§ **TASK TO COMPLETE**: Read the material below. Count the lines containing "bark" and give that count alone.

§ **PROVIDED ENTRIES**:
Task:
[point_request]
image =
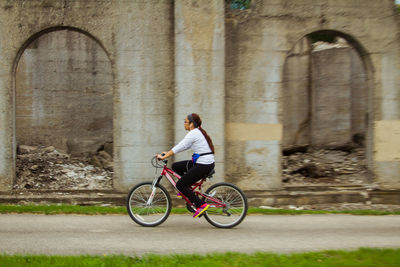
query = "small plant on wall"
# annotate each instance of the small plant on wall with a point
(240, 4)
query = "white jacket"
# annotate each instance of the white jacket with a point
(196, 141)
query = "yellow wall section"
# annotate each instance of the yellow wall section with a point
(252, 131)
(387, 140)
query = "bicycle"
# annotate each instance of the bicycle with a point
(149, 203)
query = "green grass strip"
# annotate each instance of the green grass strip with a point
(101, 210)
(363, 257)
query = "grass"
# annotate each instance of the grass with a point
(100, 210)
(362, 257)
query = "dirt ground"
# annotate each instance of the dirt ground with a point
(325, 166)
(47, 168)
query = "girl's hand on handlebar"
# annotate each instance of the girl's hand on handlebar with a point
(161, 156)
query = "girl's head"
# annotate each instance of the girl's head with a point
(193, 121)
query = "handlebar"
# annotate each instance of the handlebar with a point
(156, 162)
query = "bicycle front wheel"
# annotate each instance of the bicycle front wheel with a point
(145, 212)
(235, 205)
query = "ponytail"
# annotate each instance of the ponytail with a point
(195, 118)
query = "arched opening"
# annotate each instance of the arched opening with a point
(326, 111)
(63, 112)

--

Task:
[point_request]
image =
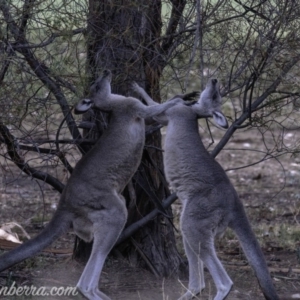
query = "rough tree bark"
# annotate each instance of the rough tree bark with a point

* * *

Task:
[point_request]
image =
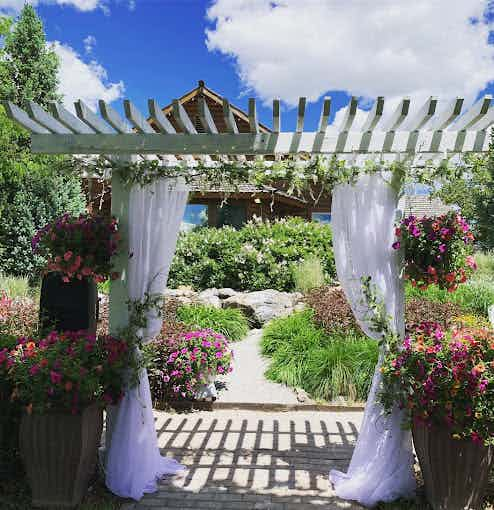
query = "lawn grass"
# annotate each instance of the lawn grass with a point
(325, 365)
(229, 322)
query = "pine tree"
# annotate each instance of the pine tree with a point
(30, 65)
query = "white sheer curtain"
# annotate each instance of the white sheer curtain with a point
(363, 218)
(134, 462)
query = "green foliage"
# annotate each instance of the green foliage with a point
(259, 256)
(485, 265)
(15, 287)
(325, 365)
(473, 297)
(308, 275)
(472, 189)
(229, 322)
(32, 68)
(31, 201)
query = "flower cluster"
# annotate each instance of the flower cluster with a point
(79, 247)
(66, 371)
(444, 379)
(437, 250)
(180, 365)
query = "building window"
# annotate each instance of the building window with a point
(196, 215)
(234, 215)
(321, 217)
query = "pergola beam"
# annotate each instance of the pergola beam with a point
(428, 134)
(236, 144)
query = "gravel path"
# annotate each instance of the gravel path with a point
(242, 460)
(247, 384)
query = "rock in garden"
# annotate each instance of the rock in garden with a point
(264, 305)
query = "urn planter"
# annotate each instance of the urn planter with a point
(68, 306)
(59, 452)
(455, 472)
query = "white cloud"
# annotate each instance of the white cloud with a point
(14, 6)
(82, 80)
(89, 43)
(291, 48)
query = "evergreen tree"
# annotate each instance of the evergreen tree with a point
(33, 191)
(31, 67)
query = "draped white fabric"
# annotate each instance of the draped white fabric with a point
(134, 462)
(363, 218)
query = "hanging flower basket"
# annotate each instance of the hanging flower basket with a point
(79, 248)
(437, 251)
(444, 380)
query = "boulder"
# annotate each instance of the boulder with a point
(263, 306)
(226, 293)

§ **ANSWER TO THIS EXERCISE**: 2